### SHORT PROBLEM
Copy the lines below without any change, beginning at the line that has "Is there any balcony" and stopping after the line that has "780, 678, 800]]".
- - -
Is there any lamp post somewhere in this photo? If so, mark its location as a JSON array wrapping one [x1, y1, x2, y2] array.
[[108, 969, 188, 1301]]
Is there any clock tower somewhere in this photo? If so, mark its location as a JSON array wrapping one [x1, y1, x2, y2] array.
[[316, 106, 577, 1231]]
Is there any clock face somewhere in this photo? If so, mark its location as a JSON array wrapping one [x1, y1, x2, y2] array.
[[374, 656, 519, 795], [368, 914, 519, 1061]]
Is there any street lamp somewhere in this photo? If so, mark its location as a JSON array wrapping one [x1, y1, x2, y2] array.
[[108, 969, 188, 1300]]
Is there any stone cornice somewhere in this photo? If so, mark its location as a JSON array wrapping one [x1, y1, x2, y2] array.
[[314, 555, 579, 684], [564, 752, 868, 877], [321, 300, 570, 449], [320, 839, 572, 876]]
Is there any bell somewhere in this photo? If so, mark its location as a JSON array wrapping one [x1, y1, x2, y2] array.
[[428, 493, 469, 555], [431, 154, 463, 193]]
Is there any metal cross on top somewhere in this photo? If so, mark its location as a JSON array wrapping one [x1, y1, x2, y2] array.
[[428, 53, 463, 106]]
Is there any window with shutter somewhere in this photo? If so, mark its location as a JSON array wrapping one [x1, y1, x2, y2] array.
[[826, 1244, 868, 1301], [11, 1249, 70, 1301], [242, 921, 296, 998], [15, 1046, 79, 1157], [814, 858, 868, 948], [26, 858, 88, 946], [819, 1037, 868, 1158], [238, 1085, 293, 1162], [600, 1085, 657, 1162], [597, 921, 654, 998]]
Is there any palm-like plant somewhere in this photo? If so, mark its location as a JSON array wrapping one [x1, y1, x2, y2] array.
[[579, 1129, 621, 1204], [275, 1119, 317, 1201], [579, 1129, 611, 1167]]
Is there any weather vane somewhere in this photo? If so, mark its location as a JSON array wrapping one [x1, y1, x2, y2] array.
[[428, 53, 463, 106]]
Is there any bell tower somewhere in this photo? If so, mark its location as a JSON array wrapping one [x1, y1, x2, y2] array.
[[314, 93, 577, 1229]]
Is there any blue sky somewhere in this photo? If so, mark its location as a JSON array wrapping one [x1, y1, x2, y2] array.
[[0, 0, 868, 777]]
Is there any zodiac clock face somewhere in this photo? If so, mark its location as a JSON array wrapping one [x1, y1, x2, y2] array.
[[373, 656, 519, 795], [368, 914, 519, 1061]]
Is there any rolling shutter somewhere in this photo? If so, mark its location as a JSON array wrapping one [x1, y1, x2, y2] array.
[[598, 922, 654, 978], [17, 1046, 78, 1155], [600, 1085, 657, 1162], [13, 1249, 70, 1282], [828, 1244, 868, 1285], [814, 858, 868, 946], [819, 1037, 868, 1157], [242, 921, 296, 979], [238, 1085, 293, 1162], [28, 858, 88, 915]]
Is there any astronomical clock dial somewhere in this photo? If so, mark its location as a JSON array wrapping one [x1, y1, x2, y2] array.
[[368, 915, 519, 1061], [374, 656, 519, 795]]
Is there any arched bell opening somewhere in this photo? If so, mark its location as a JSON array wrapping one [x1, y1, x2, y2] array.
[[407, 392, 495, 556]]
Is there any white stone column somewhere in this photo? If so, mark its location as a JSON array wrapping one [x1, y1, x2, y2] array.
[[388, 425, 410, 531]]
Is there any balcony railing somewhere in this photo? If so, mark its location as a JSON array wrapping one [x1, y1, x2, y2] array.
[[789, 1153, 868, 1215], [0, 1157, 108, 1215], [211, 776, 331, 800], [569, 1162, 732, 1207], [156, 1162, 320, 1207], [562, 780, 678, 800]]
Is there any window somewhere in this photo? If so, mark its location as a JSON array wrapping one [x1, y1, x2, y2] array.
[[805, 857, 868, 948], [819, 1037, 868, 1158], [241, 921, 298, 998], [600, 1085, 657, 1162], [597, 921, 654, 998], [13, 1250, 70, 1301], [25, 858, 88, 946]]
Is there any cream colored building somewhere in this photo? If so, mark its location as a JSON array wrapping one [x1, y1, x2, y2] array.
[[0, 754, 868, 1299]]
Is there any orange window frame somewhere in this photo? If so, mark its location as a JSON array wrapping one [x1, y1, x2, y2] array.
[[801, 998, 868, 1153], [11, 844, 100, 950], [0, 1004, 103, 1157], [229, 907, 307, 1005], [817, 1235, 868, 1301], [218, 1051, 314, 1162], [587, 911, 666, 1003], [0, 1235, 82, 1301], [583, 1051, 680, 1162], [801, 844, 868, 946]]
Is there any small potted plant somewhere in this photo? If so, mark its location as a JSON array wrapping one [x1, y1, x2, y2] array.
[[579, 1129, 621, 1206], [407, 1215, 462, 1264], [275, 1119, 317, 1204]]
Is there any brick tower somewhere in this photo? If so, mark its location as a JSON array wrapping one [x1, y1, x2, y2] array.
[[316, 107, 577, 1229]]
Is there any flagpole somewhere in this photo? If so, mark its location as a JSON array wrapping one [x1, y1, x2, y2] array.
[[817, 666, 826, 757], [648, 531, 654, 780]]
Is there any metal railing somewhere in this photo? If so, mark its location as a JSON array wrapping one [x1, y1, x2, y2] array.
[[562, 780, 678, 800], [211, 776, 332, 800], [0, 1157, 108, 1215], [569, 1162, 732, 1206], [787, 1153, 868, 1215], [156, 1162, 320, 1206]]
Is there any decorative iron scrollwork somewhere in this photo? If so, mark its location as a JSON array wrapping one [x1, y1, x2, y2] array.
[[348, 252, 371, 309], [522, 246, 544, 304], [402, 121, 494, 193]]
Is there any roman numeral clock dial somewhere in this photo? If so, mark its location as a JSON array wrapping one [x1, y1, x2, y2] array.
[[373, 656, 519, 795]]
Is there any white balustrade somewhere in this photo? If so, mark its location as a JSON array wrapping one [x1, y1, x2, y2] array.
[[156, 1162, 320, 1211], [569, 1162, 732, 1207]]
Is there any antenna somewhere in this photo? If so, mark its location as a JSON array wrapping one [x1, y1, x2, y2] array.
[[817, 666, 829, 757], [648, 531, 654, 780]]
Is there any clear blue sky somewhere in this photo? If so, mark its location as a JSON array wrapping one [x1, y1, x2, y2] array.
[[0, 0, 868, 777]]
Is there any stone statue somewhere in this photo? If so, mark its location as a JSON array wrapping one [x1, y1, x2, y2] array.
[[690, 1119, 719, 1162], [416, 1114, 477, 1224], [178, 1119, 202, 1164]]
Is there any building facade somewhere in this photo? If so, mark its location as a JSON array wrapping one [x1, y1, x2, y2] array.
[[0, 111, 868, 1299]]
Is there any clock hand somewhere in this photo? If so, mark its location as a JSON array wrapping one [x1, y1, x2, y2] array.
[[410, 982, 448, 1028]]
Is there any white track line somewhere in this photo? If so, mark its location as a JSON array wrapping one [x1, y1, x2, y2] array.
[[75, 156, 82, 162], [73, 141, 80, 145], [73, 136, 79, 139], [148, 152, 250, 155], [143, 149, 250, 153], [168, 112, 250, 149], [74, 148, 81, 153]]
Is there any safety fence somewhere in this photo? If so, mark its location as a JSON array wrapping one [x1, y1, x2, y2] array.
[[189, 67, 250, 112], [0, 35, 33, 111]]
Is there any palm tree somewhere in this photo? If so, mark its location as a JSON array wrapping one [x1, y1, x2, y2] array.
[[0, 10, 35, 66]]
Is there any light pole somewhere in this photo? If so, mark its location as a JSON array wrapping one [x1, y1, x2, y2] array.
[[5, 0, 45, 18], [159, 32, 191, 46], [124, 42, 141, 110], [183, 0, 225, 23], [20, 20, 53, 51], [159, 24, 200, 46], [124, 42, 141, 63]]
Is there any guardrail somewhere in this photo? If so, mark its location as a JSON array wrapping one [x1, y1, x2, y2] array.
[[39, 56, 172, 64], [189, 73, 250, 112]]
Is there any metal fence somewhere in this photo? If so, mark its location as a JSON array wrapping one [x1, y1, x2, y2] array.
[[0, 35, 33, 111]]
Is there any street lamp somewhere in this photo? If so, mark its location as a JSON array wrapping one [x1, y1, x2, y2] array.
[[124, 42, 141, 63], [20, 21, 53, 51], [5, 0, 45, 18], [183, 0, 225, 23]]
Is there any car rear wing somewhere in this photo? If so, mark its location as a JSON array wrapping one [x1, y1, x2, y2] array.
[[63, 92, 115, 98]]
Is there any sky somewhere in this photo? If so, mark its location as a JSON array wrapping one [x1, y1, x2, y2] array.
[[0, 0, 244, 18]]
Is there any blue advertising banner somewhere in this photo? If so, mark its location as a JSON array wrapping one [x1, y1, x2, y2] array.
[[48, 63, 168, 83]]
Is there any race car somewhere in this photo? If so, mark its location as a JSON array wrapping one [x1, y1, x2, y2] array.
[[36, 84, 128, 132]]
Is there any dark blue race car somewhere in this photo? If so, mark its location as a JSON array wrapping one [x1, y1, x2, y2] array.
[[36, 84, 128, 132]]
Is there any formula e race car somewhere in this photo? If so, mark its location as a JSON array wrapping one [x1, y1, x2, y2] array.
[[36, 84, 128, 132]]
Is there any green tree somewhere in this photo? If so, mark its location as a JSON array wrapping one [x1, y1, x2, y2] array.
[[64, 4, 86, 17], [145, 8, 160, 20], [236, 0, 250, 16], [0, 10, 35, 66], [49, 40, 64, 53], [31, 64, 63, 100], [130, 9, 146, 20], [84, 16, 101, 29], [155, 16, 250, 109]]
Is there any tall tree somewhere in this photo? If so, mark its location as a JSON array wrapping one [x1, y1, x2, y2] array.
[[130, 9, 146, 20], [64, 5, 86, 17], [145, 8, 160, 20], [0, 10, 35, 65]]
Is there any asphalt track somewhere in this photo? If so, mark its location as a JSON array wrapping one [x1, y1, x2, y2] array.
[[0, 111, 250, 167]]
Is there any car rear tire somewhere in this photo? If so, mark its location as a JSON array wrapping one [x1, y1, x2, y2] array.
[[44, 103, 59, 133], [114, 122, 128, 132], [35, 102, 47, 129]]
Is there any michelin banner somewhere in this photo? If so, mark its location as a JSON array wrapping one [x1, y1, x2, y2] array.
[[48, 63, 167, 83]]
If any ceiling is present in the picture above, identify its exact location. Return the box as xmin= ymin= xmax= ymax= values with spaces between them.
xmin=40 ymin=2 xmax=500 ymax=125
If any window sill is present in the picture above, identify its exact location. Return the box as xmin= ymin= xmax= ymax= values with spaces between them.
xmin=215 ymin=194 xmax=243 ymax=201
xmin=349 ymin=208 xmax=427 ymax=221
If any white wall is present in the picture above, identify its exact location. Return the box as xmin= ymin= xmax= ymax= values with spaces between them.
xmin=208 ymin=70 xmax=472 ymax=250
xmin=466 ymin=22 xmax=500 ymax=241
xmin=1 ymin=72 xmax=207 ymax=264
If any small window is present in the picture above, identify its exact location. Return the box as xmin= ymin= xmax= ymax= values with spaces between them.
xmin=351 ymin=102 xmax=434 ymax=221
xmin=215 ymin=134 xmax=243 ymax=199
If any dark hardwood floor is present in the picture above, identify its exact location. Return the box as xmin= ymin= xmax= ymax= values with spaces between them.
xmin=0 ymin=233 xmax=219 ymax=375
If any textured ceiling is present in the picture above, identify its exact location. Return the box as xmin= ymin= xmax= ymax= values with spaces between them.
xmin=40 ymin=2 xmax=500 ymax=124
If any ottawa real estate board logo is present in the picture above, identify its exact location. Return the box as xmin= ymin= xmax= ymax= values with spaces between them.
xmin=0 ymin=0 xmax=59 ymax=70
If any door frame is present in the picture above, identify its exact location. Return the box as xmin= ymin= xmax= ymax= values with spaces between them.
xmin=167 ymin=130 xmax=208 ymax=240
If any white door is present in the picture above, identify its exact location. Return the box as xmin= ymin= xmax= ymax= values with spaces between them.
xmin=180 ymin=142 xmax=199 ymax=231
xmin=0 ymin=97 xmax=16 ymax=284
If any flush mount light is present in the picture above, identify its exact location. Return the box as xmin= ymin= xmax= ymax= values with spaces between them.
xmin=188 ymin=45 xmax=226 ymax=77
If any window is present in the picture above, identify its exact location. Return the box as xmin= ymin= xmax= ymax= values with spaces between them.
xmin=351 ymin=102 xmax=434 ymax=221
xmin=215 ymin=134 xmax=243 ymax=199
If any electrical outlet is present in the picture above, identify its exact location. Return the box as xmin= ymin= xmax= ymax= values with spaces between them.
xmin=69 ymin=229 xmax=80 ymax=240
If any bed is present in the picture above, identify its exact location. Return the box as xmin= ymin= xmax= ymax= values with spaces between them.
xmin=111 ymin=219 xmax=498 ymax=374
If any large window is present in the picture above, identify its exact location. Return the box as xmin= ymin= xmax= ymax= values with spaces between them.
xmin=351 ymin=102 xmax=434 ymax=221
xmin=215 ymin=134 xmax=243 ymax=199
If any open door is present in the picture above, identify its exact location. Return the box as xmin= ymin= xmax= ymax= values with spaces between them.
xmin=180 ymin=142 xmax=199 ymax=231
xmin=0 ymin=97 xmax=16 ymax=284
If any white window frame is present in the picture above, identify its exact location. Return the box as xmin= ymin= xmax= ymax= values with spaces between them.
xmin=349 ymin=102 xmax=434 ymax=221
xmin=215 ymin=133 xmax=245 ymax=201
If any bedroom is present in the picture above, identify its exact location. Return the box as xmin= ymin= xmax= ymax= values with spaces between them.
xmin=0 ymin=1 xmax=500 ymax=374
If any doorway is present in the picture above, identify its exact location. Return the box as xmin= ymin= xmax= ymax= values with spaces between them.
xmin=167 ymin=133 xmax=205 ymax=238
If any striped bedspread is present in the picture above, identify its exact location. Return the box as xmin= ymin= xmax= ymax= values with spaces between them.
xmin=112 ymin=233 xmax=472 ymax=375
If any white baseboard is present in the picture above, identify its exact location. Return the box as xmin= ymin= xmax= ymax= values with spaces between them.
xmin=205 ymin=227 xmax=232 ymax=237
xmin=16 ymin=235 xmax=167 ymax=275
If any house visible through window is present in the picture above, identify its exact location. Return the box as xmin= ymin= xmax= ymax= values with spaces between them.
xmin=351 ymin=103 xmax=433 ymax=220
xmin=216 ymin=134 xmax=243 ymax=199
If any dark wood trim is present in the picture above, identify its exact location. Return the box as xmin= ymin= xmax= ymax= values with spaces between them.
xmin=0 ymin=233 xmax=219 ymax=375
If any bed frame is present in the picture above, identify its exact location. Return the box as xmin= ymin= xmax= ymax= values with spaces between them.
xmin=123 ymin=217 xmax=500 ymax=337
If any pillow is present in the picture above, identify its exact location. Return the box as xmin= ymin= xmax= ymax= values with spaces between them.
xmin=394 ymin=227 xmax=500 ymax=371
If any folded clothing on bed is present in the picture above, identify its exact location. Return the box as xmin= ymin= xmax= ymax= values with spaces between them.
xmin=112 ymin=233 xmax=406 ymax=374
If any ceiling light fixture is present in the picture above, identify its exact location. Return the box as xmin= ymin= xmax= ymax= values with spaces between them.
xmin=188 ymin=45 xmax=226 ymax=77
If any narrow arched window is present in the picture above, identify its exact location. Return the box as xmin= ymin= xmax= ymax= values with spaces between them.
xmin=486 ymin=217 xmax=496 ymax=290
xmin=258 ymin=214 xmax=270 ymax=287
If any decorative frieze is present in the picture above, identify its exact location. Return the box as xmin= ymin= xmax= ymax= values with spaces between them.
- - -
### THE REPLY
Is there any balcony railing somewhere in this photo? If so, mark its location as a JSON array wrapping one [x1, y1, x2, y2] array.
[[789, 1153, 868, 1215], [0, 1157, 108, 1215], [211, 776, 331, 800], [569, 1162, 732, 1207], [156, 1162, 320, 1207], [562, 780, 678, 800]]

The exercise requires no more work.